··· Material provided ···

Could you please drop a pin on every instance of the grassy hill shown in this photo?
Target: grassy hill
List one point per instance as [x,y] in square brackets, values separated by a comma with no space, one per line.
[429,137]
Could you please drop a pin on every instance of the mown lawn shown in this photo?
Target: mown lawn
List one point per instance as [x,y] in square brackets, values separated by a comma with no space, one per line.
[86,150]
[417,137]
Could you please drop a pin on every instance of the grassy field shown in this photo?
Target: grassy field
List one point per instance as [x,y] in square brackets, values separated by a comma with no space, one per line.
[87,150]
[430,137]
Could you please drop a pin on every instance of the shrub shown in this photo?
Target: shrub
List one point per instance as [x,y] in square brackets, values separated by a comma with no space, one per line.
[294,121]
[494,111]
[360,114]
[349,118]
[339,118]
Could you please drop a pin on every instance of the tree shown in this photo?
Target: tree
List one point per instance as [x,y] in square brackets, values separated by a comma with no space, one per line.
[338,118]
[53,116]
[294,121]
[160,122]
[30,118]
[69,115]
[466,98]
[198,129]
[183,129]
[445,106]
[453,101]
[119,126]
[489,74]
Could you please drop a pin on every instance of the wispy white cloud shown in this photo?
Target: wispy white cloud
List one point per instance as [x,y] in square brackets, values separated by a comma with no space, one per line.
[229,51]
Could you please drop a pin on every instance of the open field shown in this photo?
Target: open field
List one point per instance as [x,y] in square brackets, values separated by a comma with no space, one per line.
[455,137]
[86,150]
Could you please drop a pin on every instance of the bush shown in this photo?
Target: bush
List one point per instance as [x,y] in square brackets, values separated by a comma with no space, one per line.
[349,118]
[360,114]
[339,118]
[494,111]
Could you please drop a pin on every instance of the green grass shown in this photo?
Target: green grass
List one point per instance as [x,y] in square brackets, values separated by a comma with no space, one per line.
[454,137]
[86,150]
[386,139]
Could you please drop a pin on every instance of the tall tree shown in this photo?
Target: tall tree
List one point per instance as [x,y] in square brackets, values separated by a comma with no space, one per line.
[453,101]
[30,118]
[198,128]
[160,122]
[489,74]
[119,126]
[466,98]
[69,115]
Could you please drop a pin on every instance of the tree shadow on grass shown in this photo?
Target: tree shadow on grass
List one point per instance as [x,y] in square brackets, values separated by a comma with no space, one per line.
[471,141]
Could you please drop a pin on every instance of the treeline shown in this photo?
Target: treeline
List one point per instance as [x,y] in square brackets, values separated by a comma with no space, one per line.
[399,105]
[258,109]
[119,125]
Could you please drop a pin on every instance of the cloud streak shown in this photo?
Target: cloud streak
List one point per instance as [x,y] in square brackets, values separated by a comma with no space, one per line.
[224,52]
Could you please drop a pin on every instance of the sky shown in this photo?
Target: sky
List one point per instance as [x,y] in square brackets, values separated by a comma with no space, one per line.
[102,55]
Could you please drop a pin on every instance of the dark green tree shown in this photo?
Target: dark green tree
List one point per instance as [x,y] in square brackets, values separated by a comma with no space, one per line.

···

*Exercise requirements*: Please reproduce the entire listing, exactly as shown.

*Output*:
Could you please drop a pin on every instance of the grassy hill shown in this photo?
Target: grassy hill
List one point per instance as [x,y] in square brackets, values separated by a comma with no space, one per line.
[429,137]
Could you please drop a pin on every instance of the mown lawn shown in this photo?
Target: mown lawn
List one point per instance as [x,y] in square brackets, values separated by a comma with no space, one per line.
[86,150]
[417,137]
Could you please drop a pin on every instance of the grassy field shown in this photo?
Target: grassy field
List one point per instance as [x,y] in square brackets, values separated by a comma with no space, one per line.
[87,150]
[430,137]
Could you please drop a pin on every instance of the shrub shown in this photo?
Target: shrub
List one point per instance as [x,y] in square brackets, values separated by a comma with no space, one per line.
[294,121]
[494,111]
[360,114]
[349,118]
[339,118]
Could you please drop a pin on every instance of the tree shown in this photo?
Target: tree
List one point per instance as [x,y] in square brackets, values separated by a comma with no space, one per line.
[338,118]
[53,116]
[294,121]
[160,122]
[30,118]
[69,115]
[466,98]
[198,129]
[183,129]
[445,106]
[453,101]
[119,126]
[489,74]
Could you please drop a pin on every instance of the wispy white cloud shown in this photo?
Target: wispy white cloud
List one point per instance as [x,y] in square brackets, values separated by a comma with no space, one per line.
[229,51]
Could you please drop a pin on every instance of the open field shown in this photo?
Target: open field
List one point per instance as [x,y] in square brackets, values separated by a comma with no space, one per line.
[455,137]
[86,150]
Could you please drop a pin on every instance of the bush shown in this photo?
Target: bush
List one point per instance as [x,y] in square brackets, values separated by a comma with no space, one per line.
[349,118]
[360,114]
[339,118]
[494,111]
Could you please drop a pin on every instance of the green grass shown in this photo?
Target: green grass
List one point per instance as [x,y] in square brackets, values separated by a comma with no space, one per line.
[454,137]
[86,150]
[386,139]
Could you please drop a pin on every instance of the tall tree shown in this photo?
Target: tall tree
List one point per instance as [x,y] in square brackets, values separated by a comma with no space, one per line.
[453,101]
[30,118]
[198,128]
[160,122]
[489,74]
[119,126]
[466,98]
[69,115]
Could you please drop a pin on every instance of the tree shadow on grass shown in this photo?
Target: tree shadow on grass
List one point per instance as [x,y] in square brackets, values separated by a comma with no space, one per line.
[471,141]
Could you please drop a pin on every instance of the treeline shown in this photo?
Target: treeline
List one point per instance as [x,y] in square brackets, values separated by a comma with no space, one per line.
[399,105]
[258,109]
[119,125]
Could you please drop a pin on every instance of the cloud streak shown in this photo?
Target: cloud streak
List one point per instance as [x,y] in square brackets, values separated by a comma with no space, one per line.
[224,52]
Could you please drop a pin on every instance of the sky shown in this photo?
Target: sky
List one point per instance as [x,y] in square brackets, values separated by a comma with no space, one per line.
[102,55]
Could you please drop a pin on every instance of the dark green tree shown in this photo?
Target: dark green tree
List one point per instance as [x,y] in square brackets, values separated by a comma with no space, one per line.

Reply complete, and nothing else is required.